» Set task: Rescale the listing below, starting with its first line and going on through the line containing "95], [123, 96]]". Reproduce every one of those lines, requests included, but multiply each vertex coordinate in the answers by 1.4 and round to whole numbers, with halves going up.

» Input rows:

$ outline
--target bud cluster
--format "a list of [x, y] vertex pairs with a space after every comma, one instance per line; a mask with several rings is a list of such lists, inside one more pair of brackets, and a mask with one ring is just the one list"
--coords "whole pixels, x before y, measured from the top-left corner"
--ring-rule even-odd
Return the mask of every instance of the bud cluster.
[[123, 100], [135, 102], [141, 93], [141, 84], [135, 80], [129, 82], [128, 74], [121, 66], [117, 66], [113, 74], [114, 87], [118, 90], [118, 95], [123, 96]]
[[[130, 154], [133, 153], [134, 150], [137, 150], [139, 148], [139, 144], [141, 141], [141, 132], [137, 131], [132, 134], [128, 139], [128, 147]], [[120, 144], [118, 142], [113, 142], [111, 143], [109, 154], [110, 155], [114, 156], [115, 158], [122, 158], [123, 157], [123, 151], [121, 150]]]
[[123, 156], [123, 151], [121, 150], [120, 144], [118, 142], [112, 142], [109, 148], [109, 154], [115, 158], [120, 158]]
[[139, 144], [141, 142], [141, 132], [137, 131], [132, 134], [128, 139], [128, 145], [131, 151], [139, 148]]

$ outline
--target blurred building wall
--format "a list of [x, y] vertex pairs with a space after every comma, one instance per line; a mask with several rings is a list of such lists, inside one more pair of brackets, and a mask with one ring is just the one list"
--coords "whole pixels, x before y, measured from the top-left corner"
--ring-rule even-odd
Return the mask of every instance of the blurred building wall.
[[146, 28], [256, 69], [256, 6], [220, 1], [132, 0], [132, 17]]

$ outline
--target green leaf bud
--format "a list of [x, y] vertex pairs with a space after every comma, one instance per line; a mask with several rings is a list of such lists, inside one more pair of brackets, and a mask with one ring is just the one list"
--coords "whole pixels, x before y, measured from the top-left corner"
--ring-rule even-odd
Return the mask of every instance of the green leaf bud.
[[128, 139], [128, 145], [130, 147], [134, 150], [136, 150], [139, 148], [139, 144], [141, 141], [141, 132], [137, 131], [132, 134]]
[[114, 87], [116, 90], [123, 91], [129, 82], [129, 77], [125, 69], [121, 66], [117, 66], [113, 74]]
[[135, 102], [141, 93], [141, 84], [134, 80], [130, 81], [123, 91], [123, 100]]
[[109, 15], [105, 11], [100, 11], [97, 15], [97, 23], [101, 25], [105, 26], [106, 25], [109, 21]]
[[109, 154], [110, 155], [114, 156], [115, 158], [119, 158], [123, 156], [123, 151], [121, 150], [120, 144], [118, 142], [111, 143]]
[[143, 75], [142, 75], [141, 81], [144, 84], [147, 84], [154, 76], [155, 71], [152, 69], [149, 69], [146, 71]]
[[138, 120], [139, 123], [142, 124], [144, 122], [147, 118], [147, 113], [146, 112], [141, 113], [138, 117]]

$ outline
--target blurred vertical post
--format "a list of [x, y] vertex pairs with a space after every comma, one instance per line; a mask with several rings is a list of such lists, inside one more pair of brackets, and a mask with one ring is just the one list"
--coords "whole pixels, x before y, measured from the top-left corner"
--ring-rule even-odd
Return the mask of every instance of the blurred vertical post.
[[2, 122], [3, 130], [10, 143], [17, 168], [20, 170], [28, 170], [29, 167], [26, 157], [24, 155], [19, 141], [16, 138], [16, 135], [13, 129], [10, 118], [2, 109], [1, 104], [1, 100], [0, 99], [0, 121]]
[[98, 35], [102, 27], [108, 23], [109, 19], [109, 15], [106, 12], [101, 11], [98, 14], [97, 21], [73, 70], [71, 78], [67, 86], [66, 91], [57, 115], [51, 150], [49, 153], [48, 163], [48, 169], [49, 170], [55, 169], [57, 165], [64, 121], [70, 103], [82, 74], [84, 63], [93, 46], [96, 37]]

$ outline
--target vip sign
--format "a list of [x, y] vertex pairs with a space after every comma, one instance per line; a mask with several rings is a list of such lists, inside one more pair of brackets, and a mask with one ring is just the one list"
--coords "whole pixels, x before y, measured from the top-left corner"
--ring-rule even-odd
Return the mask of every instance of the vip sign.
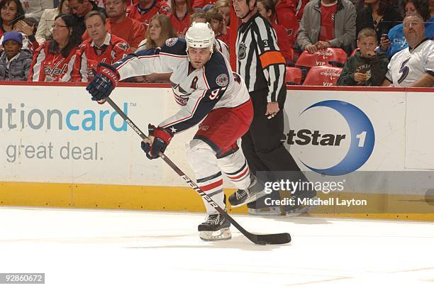
[[283, 139], [306, 168], [337, 176], [357, 170], [374, 150], [371, 121], [350, 103], [326, 100], [304, 109]]

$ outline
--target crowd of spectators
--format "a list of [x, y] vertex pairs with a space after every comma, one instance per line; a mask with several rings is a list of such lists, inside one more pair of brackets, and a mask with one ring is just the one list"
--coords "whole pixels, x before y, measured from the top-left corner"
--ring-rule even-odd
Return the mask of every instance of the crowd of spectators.
[[[274, 28], [287, 66], [301, 70], [303, 79], [312, 67], [328, 65], [342, 70], [333, 84], [434, 87], [434, 0], [257, 0], [256, 5]], [[98, 62], [112, 64], [183, 37], [192, 21], [208, 22], [217, 49], [229, 57], [230, 37], [236, 37], [229, 28], [230, 9], [230, 0], [0, 0], [0, 80], [88, 82]], [[347, 55], [341, 62], [299, 65], [303, 57], [340, 49]], [[414, 55], [418, 61], [406, 62]]]

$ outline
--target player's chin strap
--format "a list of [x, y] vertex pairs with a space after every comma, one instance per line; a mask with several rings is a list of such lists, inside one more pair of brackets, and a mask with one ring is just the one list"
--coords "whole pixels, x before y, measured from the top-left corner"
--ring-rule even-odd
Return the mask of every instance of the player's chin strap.
[[247, 1], [247, 7], [249, 8], [249, 11], [247, 13], [246, 13], [245, 15], [243, 16], [243, 17], [240, 17], [240, 19], [241, 19], [241, 20], [243, 20], [245, 18], [246, 18], [247, 16], [250, 15], [250, 13], [252, 13], [252, 11], [255, 11], [255, 7], [256, 6], [256, 0], [255, 0], [255, 5], [253, 5], [253, 9], [252, 10], [250, 10], [250, 6], [249, 5], [249, 2], [250, 1], [250, 0], [245, 0], [245, 1]]
[[[110, 104], [113, 107], [113, 109], [116, 110], [116, 112], [122, 117], [122, 118], [130, 126], [130, 127], [138, 134], [142, 140], [145, 141], [149, 141], [148, 136], [145, 135], [142, 131], [134, 124], [134, 123], [130, 119], [130, 118], [122, 111], [121, 108], [116, 103], [110, 99], [110, 97], [106, 97], [106, 100], [107, 103]], [[219, 206], [214, 201], [208, 197], [204, 191], [202, 191], [199, 186], [196, 183], [193, 182], [187, 175], [186, 175], [170, 159], [169, 159], [165, 154], [162, 152], [158, 153], [158, 155], [161, 159], [162, 159], [166, 164], [167, 164], [172, 169], [177, 172], [178, 175], [182, 178], [184, 181], [185, 181], [191, 188], [196, 191], [197, 194], [199, 194], [202, 199], [206, 201], [211, 206], [213, 206], [217, 212], [218, 212], [222, 216], [226, 218], [232, 225], [233, 225], [243, 235], [247, 237], [250, 241], [253, 242], [255, 244], [260, 245], [265, 245], [265, 244], [285, 244], [291, 242], [291, 236], [287, 233], [281, 233], [277, 234], [253, 234], [252, 233], [248, 232], [247, 230], [243, 228], [237, 221], [235, 221], [233, 218], [232, 218], [228, 212], [221, 206]]]

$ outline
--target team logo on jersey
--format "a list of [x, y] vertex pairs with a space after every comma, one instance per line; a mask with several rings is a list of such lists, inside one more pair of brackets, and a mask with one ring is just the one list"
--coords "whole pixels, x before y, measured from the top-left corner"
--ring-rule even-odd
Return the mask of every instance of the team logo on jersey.
[[242, 60], [245, 58], [245, 44], [243, 42], [240, 43], [240, 47], [238, 48], [238, 58]]
[[172, 47], [178, 42], [178, 38], [169, 38], [166, 40], [166, 45], [168, 47]]
[[128, 43], [121, 42], [120, 43], [117, 43], [116, 47], [123, 50], [126, 50], [130, 48], [130, 45]]
[[217, 85], [222, 87], [227, 86], [228, 82], [229, 79], [228, 78], [228, 75], [226, 74], [221, 74], [220, 75], [217, 76], [217, 78], [216, 79], [216, 83], [217, 83]]

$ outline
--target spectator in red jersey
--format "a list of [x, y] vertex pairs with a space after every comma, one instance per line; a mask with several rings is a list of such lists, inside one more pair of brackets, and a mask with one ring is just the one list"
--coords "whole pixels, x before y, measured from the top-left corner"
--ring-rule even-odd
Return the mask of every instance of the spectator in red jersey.
[[90, 11], [84, 16], [90, 38], [79, 46], [75, 56], [72, 81], [88, 82], [94, 79], [98, 63], [112, 65], [131, 52], [123, 39], [111, 35], [106, 27], [106, 16], [100, 11]]
[[170, 0], [172, 12], [169, 16], [178, 37], [184, 38], [190, 27], [190, 16], [194, 13], [190, 0]]
[[211, 19], [211, 26], [214, 31], [216, 38], [221, 40], [229, 46], [229, 33], [226, 29], [223, 14], [218, 9], [212, 9], [206, 11]]
[[229, 23], [230, 22], [230, 2], [228, 0], [218, 0], [214, 4], [214, 8], [218, 10], [223, 16], [223, 21], [229, 33]]
[[0, 43], [4, 33], [18, 31], [23, 35], [23, 49], [33, 52], [33, 48], [38, 46], [35, 38], [35, 26], [32, 25], [34, 21], [33, 18], [25, 18], [24, 9], [19, 1], [0, 1]]
[[[142, 43], [138, 50], [161, 47], [169, 38], [177, 37], [177, 33], [172, 25], [170, 18], [165, 15], [155, 15], [152, 18], [149, 28], [146, 31], [146, 39]], [[138, 76], [135, 80], [144, 83], [169, 83], [170, 73], [152, 73], [145, 76]]]
[[95, 2], [91, 0], [69, 0], [69, 9], [74, 15], [75, 21], [79, 25], [81, 35], [86, 31], [84, 25], [84, 16], [91, 11], [100, 11], [106, 13], [104, 8], [99, 7]]
[[127, 13], [129, 18], [140, 22], [146, 30], [151, 18], [162, 13], [162, 11], [157, 0], [139, 0], [135, 4], [127, 8]]
[[282, 25], [277, 24], [272, 19], [276, 18], [276, 10], [273, 0], [259, 0], [256, 3], [257, 11], [273, 26], [277, 36], [277, 46], [286, 62], [293, 60], [294, 50], [291, 45], [289, 37]]
[[126, 16], [126, 0], [106, 0], [107, 30], [125, 40], [134, 52], [145, 38], [145, 28], [140, 22]]
[[45, 41], [33, 54], [28, 81], [68, 82], [71, 79], [77, 47], [82, 35], [72, 15], [55, 20], [52, 40]]
[[[210, 17], [208, 11], [198, 11], [195, 12], [190, 17], [190, 22], [196, 22], [196, 23], [211, 23], [211, 18]], [[226, 59], [229, 60], [229, 48], [228, 46], [223, 42], [221, 39], [216, 39], [214, 48], [221, 52], [221, 53], [225, 55]]]
[[329, 47], [352, 50], [356, 11], [348, 0], [313, 0], [308, 3], [297, 34], [302, 50], [314, 53]]
[[[276, 13], [270, 23], [277, 23], [282, 26], [289, 38], [290, 45], [293, 48], [297, 40], [299, 21], [296, 17], [296, 3], [294, 0], [274, 0]], [[275, 28], [274, 28], [275, 29]]]

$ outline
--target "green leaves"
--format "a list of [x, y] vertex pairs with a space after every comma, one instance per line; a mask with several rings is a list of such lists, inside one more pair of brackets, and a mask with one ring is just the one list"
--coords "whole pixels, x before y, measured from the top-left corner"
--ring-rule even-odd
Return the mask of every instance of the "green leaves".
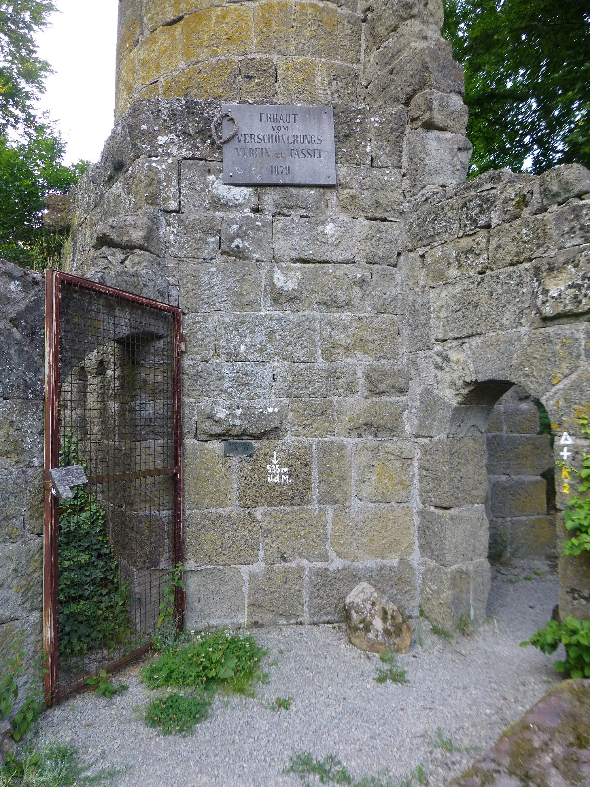
[[586, 0], [444, 0], [443, 35], [465, 71], [471, 175], [590, 165]]
[[553, 653], [562, 644], [567, 660], [556, 661], [557, 672], [569, 672], [571, 678], [590, 678], [590, 620], [566, 618], [563, 623], [550, 620], [546, 629], [540, 629], [521, 648], [532, 645], [543, 653]]
[[[64, 438], [60, 465], [78, 464], [77, 442]], [[106, 514], [85, 486], [60, 503], [58, 641], [67, 656], [91, 648], [114, 648], [131, 630], [131, 582], [120, 582], [119, 564], [106, 532]]]
[[90, 686], [97, 696], [105, 696], [107, 700], [112, 700], [115, 694], [122, 694], [127, 691], [128, 686], [124, 685], [118, 686], [109, 682], [110, 677], [106, 674], [106, 670], [101, 670], [94, 678], [89, 678], [86, 683]]
[[200, 635], [193, 645], [164, 652], [143, 669], [150, 689], [201, 686], [229, 681], [258, 669], [264, 651], [253, 637], [225, 632]]

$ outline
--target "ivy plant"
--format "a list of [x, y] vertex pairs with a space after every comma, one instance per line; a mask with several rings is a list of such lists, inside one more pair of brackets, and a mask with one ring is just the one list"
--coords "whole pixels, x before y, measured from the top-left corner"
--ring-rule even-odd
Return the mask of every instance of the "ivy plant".
[[[64, 438], [60, 466], [82, 464], [78, 441]], [[120, 583], [119, 563], [106, 530], [106, 512], [86, 486], [59, 509], [59, 648], [83, 656], [92, 648], [114, 648], [131, 631], [131, 582]]]
[[[588, 417], [584, 416], [579, 421], [582, 434], [590, 438]], [[559, 464], [563, 465], [563, 463]], [[584, 551], [590, 552], [590, 497], [585, 494], [590, 490], [590, 453], [584, 452], [583, 454], [581, 471], [573, 467], [566, 469], [579, 475], [581, 484], [577, 490], [584, 496], [572, 497], [563, 512], [563, 523], [568, 530], [573, 533], [573, 537], [563, 544], [563, 554], [579, 555]]]
[[543, 653], [553, 653], [559, 645], [565, 645], [566, 659], [556, 661], [553, 669], [567, 672], [571, 678], [590, 678], [590, 620], [566, 618], [563, 623], [550, 620], [546, 629], [540, 629], [521, 648], [532, 645]]

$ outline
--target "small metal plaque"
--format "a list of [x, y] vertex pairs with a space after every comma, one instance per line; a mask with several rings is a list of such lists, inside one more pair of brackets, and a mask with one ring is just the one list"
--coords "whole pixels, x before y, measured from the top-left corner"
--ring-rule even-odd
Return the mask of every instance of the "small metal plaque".
[[53, 493], [60, 500], [72, 500], [72, 486], [83, 486], [88, 483], [84, 468], [81, 464], [72, 464], [68, 467], [53, 467], [49, 471]]
[[[335, 186], [331, 106], [224, 104], [238, 124], [223, 145], [223, 183], [234, 186]], [[223, 118], [223, 136], [234, 124]]]
[[254, 443], [247, 440], [226, 440], [223, 443], [224, 456], [253, 456]]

» Finished answer:
$ outline
--target bud cluster
--format "a list of [x, y] vertex pairs with a space after every comma, one instance per line; a mask with several rings is a list of such lists, inside one more pair of brackets, and a mask with one ring is just the one list"
--coords "whole pixels, x before y, measured from the top-left corner"
--ring-rule even-odd
Return the mask of every instance of the bud cluster.
[[172, 140], [189, 143], [197, 130], [197, 118], [189, 112], [181, 115], [179, 104], [169, 92], [164, 92], [158, 104], [160, 122], [165, 126], [165, 133], [172, 134]]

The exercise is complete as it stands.